(Bounding-box records)
------

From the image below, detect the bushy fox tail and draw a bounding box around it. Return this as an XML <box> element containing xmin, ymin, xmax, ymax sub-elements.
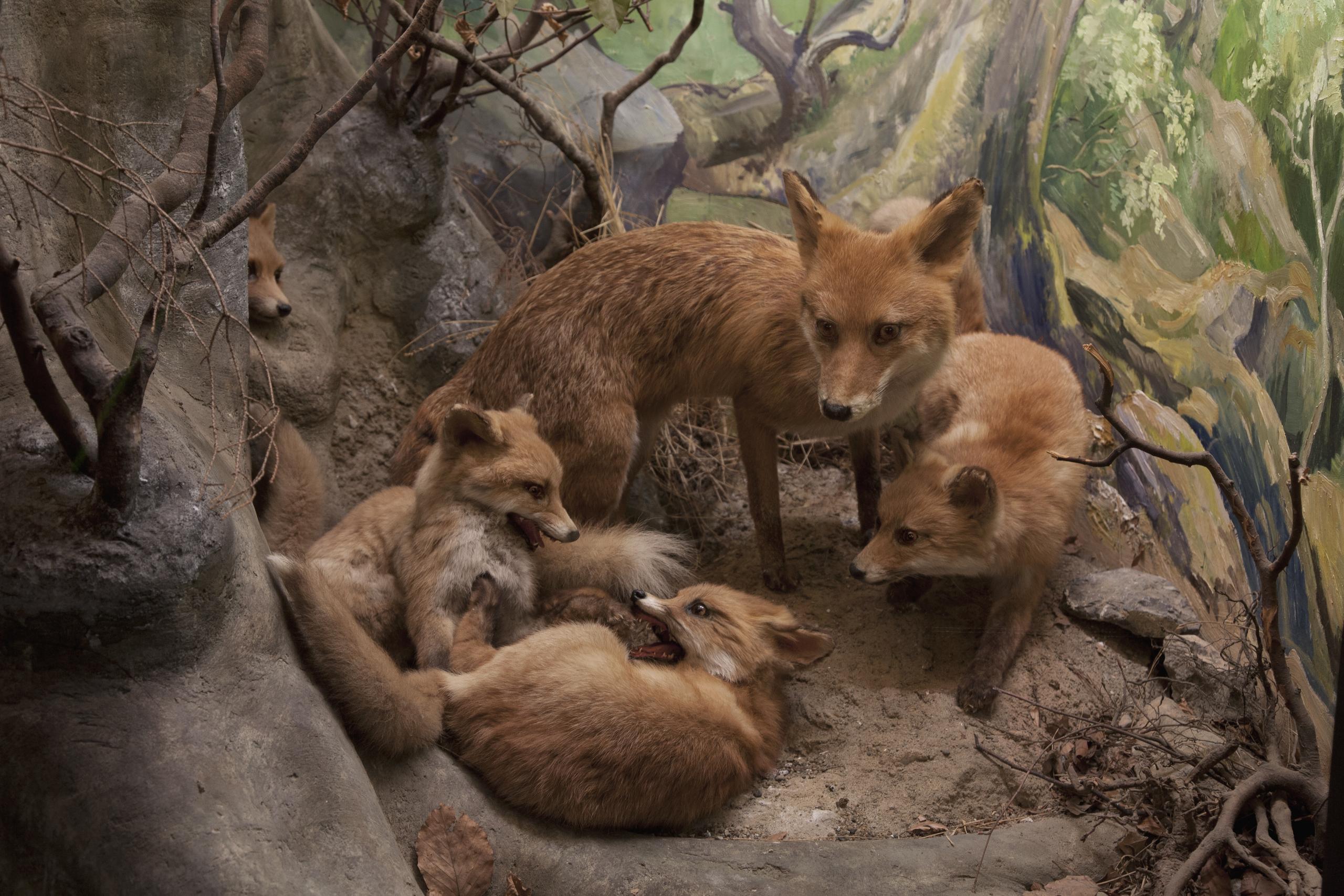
<box><xmin>532</xmin><ymin>525</ymin><xmax>695</xmax><ymax>598</ymax></box>
<box><xmin>266</xmin><ymin>553</ymin><xmax>449</xmax><ymax>756</ymax></box>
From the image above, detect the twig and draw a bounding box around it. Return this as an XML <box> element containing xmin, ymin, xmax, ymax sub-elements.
<box><xmin>0</xmin><ymin>242</ymin><xmax>96</xmax><ymax>473</ymax></box>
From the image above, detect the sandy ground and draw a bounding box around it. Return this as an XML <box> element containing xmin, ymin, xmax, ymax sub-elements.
<box><xmin>695</xmin><ymin>465</ymin><xmax>1152</xmax><ymax>840</ymax></box>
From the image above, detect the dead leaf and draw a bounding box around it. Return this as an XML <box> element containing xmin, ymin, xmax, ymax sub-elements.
<box><xmin>1116</xmin><ymin>830</ymin><xmax>1148</xmax><ymax>856</ymax></box>
<box><xmin>906</xmin><ymin>821</ymin><xmax>948</xmax><ymax>837</ymax></box>
<box><xmin>1137</xmin><ymin>815</ymin><xmax>1167</xmax><ymax>837</ymax></box>
<box><xmin>1198</xmin><ymin>856</ymin><xmax>1233</xmax><ymax>896</ymax></box>
<box><xmin>415</xmin><ymin>805</ymin><xmax>495</xmax><ymax>896</ymax></box>
<box><xmin>1037</xmin><ymin>874</ymin><xmax>1098</xmax><ymax>896</ymax></box>
<box><xmin>1242</xmin><ymin>870</ymin><xmax>1284</xmax><ymax>896</ymax></box>
<box><xmin>453</xmin><ymin>14</ymin><xmax>481</xmax><ymax>50</ymax></box>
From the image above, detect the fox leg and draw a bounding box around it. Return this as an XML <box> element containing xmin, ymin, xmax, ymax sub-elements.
<box><xmin>849</xmin><ymin>430</ymin><xmax>881</xmax><ymax>544</ymax></box>
<box><xmin>957</xmin><ymin>567</ymin><xmax>1046</xmax><ymax>713</ymax></box>
<box><xmin>447</xmin><ymin>575</ymin><xmax>500</xmax><ymax>672</ymax></box>
<box><xmin>732</xmin><ymin>402</ymin><xmax>799</xmax><ymax>591</ymax></box>
<box><xmin>547</xmin><ymin>402</ymin><xmax>640</xmax><ymax>528</ymax></box>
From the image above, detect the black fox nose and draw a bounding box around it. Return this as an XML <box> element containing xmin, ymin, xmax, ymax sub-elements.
<box><xmin>821</xmin><ymin>400</ymin><xmax>854</xmax><ymax>420</ymax></box>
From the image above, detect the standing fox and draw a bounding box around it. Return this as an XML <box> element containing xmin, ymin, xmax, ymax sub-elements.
<box><xmin>270</xmin><ymin>556</ymin><xmax>832</xmax><ymax>829</ymax></box>
<box><xmin>849</xmin><ymin>333</ymin><xmax>1087</xmax><ymax>712</ymax></box>
<box><xmin>296</xmin><ymin>395</ymin><xmax>687</xmax><ymax>669</ymax></box>
<box><xmin>393</xmin><ymin>172</ymin><xmax>985</xmax><ymax>591</ymax></box>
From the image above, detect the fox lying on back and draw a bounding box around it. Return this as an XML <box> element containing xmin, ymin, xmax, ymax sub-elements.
<box><xmin>269</xmin><ymin>556</ymin><xmax>832</xmax><ymax>829</ymax></box>
<box><xmin>849</xmin><ymin>333</ymin><xmax>1087</xmax><ymax>712</ymax></box>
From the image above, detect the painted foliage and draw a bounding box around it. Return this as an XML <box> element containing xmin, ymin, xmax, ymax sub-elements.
<box><xmin>603</xmin><ymin>0</ymin><xmax>1344</xmax><ymax>705</ymax></box>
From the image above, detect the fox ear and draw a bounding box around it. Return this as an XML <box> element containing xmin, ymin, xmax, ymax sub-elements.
<box><xmin>442</xmin><ymin>404</ymin><xmax>504</xmax><ymax>447</ymax></box>
<box><xmin>774</xmin><ymin>625</ymin><xmax>835</xmax><ymax>666</ymax></box>
<box><xmin>907</xmin><ymin>177</ymin><xmax>985</xmax><ymax>265</ymax></box>
<box><xmin>948</xmin><ymin>466</ymin><xmax>999</xmax><ymax>517</ymax></box>
<box><xmin>783</xmin><ymin>171</ymin><xmax>831</xmax><ymax>266</ymax></box>
<box><xmin>253</xmin><ymin>203</ymin><xmax>276</xmax><ymax>234</ymax></box>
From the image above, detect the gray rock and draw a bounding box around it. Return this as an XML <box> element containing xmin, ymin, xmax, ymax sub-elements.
<box><xmin>1065</xmin><ymin>567</ymin><xmax>1199</xmax><ymax>638</ymax></box>
<box><xmin>1162</xmin><ymin>634</ymin><xmax>1263</xmax><ymax>719</ymax></box>
<box><xmin>444</xmin><ymin>40</ymin><xmax>687</xmax><ymax>250</ymax></box>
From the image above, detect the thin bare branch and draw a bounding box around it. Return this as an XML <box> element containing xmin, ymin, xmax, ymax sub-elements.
<box><xmin>0</xmin><ymin>237</ymin><xmax>96</xmax><ymax>473</ymax></box>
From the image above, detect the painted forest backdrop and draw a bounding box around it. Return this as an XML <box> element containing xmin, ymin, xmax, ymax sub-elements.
<box><xmin>320</xmin><ymin>0</ymin><xmax>1344</xmax><ymax>730</ymax></box>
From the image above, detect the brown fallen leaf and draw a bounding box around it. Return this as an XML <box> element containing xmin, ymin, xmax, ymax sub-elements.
<box><xmin>1036</xmin><ymin>874</ymin><xmax>1098</xmax><ymax>896</ymax></box>
<box><xmin>906</xmin><ymin>821</ymin><xmax>948</xmax><ymax>837</ymax></box>
<box><xmin>415</xmin><ymin>805</ymin><xmax>495</xmax><ymax>896</ymax></box>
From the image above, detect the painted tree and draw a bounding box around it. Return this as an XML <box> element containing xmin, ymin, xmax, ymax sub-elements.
<box><xmin>1046</xmin><ymin>0</ymin><xmax>1195</xmax><ymax>236</ymax></box>
<box><xmin>1245</xmin><ymin>0</ymin><xmax>1344</xmax><ymax>466</ymax></box>
<box><xmin>719</xmin><ymin>0</ymin><xmax>910</xmax><ymax>144</ymax></box>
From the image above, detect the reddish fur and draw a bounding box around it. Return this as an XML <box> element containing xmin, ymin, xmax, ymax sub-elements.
<box><xmin>271</xmin><ymin>557</ymin><xmax>831</xmax><ymax>829</ymax></box>
<box><xmin>854</xmin><ymin>333</ymin><xmax>1087</xmax><ymax>712</ymax></box>
<box><xmin>247</xmin><ymin>203</ymin><xmax>290</xmax><ymax>322</ymax></box>
<box><xmin>393</xmin><ymin>175</ymin><xmax>984</xmax><ymax>588</ymax></box>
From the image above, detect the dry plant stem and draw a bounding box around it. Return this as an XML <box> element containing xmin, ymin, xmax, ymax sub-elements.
<box><xmin>1166</xmin><ymin>763</ymin><xmax>1327</xmax><ymax>896</ymax></box>
<box><xmin>387</xmin><ymin>0</ymin><xmax>607</xmax><ymax>234</ymax></box>
<box><xmin>0</xmin><ymin>243</ymin><xmax>96</xmax><ymax>473</ymax></box>
<box><xmin>21</xmin><ymin>0</ymin><xmax>270</xmax><ymax>513</ymax></box>
<box><xmin>1055</xmin><ymin>344</ymin><xmax>1321</xmax><ymax>774</ymax></box>
<box><xmin>187</xmin><ymin>0</ymin><xmax>227</xmax><ymax>224</ymax></box>
<box><xmin>197</xmin><ymin>0</ymin><xmax>440</xmax><ymax>248</ymax></box>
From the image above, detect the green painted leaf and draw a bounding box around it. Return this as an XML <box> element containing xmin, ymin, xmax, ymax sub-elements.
<box><xmin>589</xmin><ymin>0</ymin><xmax>631</xmax><ymax>31</ymax></box>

------

The problem:
Scale the part of the records above that opens with the line containing "From the image above, detect the green" and closes at the end of the records, both ends included. Give those lines again with their requests, multiplying every box coordinate in the answers by 1.9 and rounding to whole numbers, halves up.

Output for this exercise:
From the image above, detect the green painted leaf and draw a bounding box around it. Return this as an XML <box> element containing xmin, ymin, xmax, ymax sub-elements.
<box><xmin>1119</xmin><ymin>0</ymin><xmax>1199</xmax><ymax>59</ymax></box>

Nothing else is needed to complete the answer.